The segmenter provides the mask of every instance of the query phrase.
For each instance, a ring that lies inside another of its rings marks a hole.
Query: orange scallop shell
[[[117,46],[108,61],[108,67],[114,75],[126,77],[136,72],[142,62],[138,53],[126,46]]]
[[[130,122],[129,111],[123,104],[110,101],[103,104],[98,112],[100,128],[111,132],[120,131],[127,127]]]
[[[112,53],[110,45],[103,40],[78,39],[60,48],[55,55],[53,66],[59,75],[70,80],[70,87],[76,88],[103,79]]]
━━━━━━━━━━━━━━━━
:: Problem to work on ::
Print every line of the material above again, word for word.

:: Task response ::
The segmenter provides the mask of every instance of the query phrase.
For each instance, a ring that lies inside another of its rings marks a hole.
Query: orange scallop shell
[[[117,46],[108,61],[108,67],[114,75],[126,77],[136,72],[142,62],[138,53],[126,46]]]
[[[130,122],[129,111],[123,104],[110,101],[103,104],[98,112],[100,128],[111,132],[120,131],[127,127]]]
[[[112,53],[110,45],[103,40],[78,39],[60,48],[55,55],[53,66],[59,75],[70,80],[70,87],[76,88],[103,79]]]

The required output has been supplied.